#### Given request A
In the ApproxVectorSimilarityTopNLSHBatchOp documentation below, list the columns that the output contains.

#### Extracted text
# # # # #

Description

ApproxVectorSimilarityTopNLSHBatchOp used to search the topN nearest neighbor of every record in the first dataset from the second dataset. It’s an approximate method using LSH.

The two datasets must each contain at least two columns: vector column and id column.

The class supports two distance type: EUCLIDEAND and JACCARD.

The output contains four columns: leftId, rightId, distance, rank.

Parameters

Name Description Type Required? Default Value
distanceType Distance type for clustering, support EUCLIDEAN and JACCARD. String “EUCLIDEAN”
topN top n Integer 5
leftCol Name of the tensor column from left table String
rightCol Name of the tensor column from the right table String
outputCol Name of the output column String
leftIdCol Name of the tensor column from left table String
rightIdCol Name of the id column from right table String
projectionWidth Bucket length, used in bucket random projection LSH. Double 1.0
numHashTables The number of hash tables Integer 1
selectedCol Name of the selected column used for processing String
numProjectionsPerTable The number of hash functions within every hash table Integer 1
seed seed Long 0

Script Example

Code

  1. import numpy as np
  2. import pandas as pd
  3. data = np.array([
  4. [0, "0 0 0"],
  5. [1, "1 1 1"],
  6. [2, "2 2 2"]
  7. ])
  8. df = pd.DataFrame({"id": data[:, 0], "vec": data[:, 1]})
  9. source = BatchOperator.fromDataframe(df, schemaStr='id int, vec string')
  10. op = (
  11. ApproxVectorSimilarityTopNLSHBatchOp()
  12. .setLeftIdCol("id")
  13. .setRightIdCol("id")
  14. .setLeftCol("vec")
  15. .setRightCol("vec")
  16. .setOutputCol("output"))
  17. op.linkFrom(source, source).collectToDataframe()

Results

Output Data
  1. rowID id_right id_left output rank
  2. 0 0 0 0.0 1
  3. 1 1 1 0.0 1
  4. 2 2 2 0.0 1

# # # # #

#### Given request B
In the records below, take the part that opens with the line containing "Q. Locate the tree" and closes with the line containing "pixel 153 285". Write out only that part again, swapping "Locate" for "Mark" and leaving everything else unchanged.

Collected data entries
# # # # #

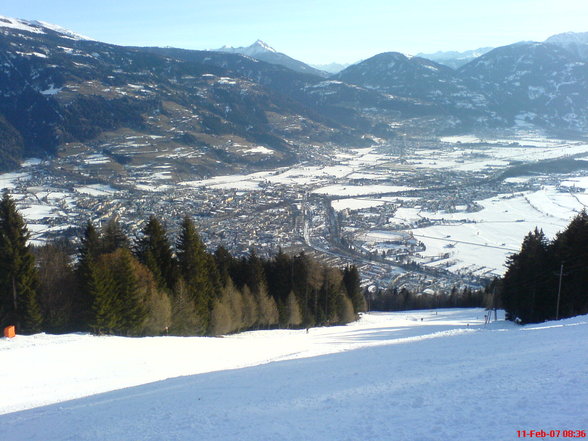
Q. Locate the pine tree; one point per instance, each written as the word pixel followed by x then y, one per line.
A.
pixel 100 289
pixel 129 306
pixel 18 275
pixel 113 237
pixel 195 265
pixel 351 281
pixel 528 279
pixel 83 313
pixel 155 252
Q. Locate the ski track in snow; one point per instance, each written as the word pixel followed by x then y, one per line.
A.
pixel 390 376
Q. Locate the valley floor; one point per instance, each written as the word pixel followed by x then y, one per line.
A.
pixel 390 376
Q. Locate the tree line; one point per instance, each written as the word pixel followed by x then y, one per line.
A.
pixel 548 279
pixel 403 299
pixel 152 285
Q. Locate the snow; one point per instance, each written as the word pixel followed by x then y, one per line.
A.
pixel 358 190
pixel 21 25
pixel 388 376
pixel 52 90
pixel 355 204
pixel 9 180
pixel 96 190
pixel 260 149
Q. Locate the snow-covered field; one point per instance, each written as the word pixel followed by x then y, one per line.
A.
pixel 417 375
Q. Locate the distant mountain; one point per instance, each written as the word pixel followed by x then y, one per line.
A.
pixel 455 59
pixel 417 78
pixel 264 52
pixel 575 42
pixel 58 88
pixel 331 67
pixel 539 83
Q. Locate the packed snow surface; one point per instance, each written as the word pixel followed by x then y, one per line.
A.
pixel 418 375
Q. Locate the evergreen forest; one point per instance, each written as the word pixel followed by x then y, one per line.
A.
pixel 548 279
pixel 153 285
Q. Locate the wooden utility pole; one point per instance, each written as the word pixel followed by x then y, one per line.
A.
pixel 559 292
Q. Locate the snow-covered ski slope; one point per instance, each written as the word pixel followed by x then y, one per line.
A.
pixel 390 376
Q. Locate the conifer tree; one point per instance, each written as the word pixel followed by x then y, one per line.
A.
pixel 113 237
pixel 194 266
pixel 351 281
pixel 129 303
pixel 294 313
pixel 524 288
pixel 18 276
pixel 154 251
pixel 100 289
pixel 83 313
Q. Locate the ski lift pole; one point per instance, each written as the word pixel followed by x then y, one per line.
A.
pixel 559 292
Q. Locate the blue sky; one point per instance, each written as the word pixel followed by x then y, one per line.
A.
pixel 314 31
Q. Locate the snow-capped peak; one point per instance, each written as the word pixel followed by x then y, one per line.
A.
pixel 262 45
pixel 37 27
pixel 259 47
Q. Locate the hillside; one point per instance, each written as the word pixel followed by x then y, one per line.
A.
pixel 60 88
pixel 446 376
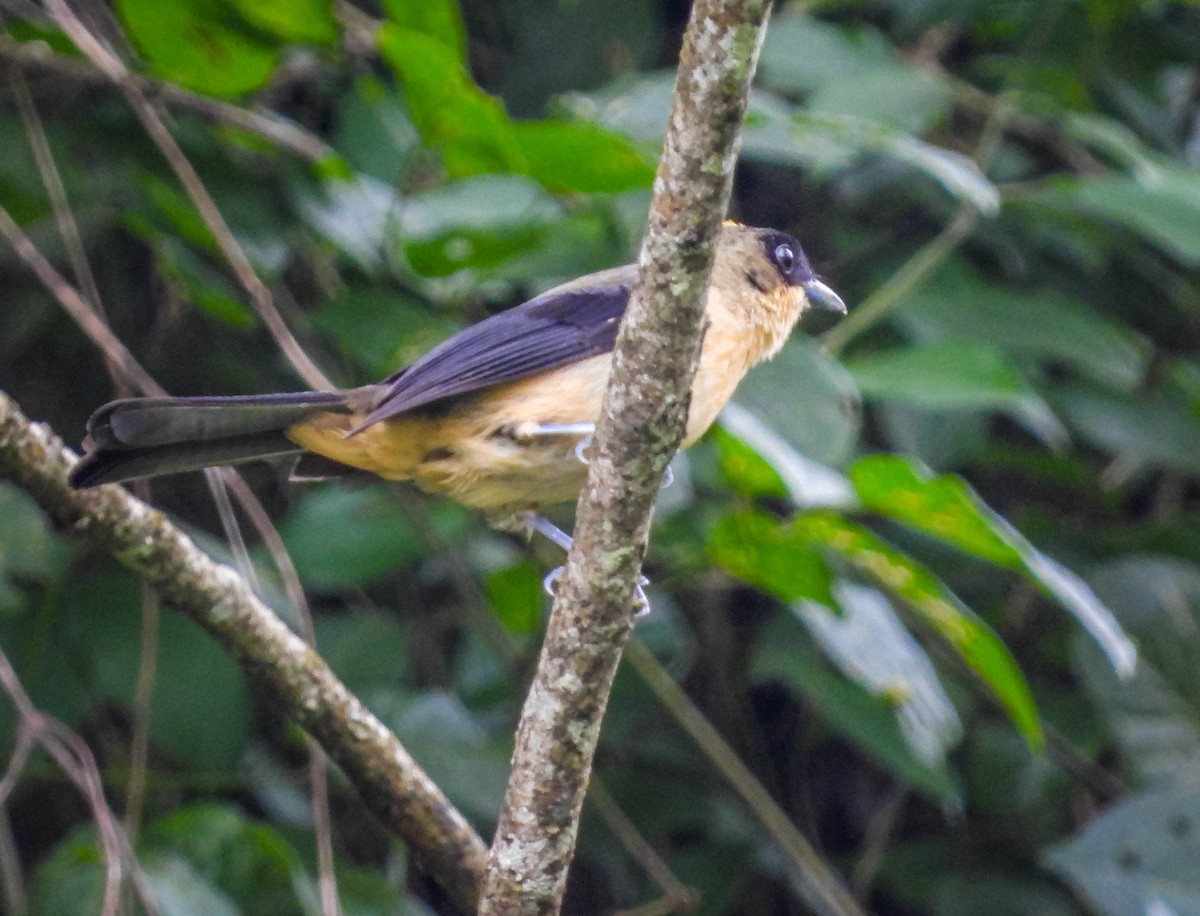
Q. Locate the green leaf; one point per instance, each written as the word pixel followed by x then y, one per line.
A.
pixel 786 561
pixel 366 650
pixel 197 45
pixel 375 537
pixel 1139 856
pixel 823 421
pixel 759 461
pixel 1153 714
pixel 516 596
pixel 303 22
pixel 455 117
pixel 453 747
pixel 71 879
pixel 249 863
pixel 870 645
pixel 957 303
pixel 903 97
pixel 1162 207
pixel 955 375
pixel 178 890
pixel 978 646
pixel 783 652
pixel 475 223
pixel 946 508
pixel 29 550
pixel 441 19
pixel 756 548
pixel 208 737
pixel 1156 430
pixel 381 328
pixel 582 157
pixel 802 53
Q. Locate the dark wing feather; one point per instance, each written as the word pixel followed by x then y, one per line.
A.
pixel 561 327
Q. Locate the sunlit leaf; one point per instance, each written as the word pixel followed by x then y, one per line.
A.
pixel 971 638
pixel 955 375
pixel 439 19
pixel 946 508
pixel 582 157
pixel 197 45
pixel 467 126
pixel 786 560
pixel 516 596
pixel 756 548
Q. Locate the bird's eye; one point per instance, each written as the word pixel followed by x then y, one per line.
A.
pixel 785 258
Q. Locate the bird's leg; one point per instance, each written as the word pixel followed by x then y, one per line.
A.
pixel 583 430
pixel 586 430
pixel 534 522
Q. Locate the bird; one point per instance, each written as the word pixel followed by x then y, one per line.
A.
pixel 495 418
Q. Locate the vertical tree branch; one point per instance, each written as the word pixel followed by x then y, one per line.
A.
pixel 641 425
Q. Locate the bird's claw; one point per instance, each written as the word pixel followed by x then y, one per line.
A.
pixel 551 582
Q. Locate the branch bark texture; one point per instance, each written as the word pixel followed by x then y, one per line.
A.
pixel 276 659
pixel 642 423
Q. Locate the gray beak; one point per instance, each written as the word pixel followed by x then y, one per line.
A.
pixel 822 297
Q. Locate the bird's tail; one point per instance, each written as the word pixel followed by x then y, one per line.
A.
pixel 150 436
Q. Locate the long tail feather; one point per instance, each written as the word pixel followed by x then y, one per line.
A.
pixel 150 436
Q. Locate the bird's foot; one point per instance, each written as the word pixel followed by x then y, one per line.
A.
pixel 551 582
pixel 550 531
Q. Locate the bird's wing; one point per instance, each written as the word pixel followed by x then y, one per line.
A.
pixel 568 324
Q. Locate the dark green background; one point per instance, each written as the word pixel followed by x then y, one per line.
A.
pixel 909 676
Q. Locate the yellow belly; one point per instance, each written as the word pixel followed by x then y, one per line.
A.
pixel 477 454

# # # # #

#### Task output A
leftId, rightId, distance, rank

#### Task output B
Q. Mark the tree line; one point per instance, each written as the word pixel followed by x then y, one per line.
A.
pixel 548 279
pixel 403 299
pixel 152 285
Q. Mark the snow; one point per instance, each written as the word pixel followed by x then y, one per line.
A.
pixel 358 190
pixel 21 25
pixel 388 376
pixel 52 90
pixel 355 204
pixel 9 180
pixel 96 190
pixel 260 149
Q. Mark the snow-covered field; one point per instance, each written as the word pixel followed by x then y, one per line.
A.
pixel 417 375
Q. Mark the distant mountain; one point per instance, each written as the word pixel followed by x then y, one per line.
A.
pixel 455 59
pixel 417 78
pixel 264 52
pixel 575 42
pixel 58 88
pixel 331 67
pixel 539 83
Q. Mark the packed snow surface; one point per instance, each written as the word pixel followed by x then y, one per line.
A.
pixel 418 375
Q. Mark the evergreen forest; one point per instance, each written as the word pixel followed by x then y, one per line.
A.
pixel 548 279
pixel 153 285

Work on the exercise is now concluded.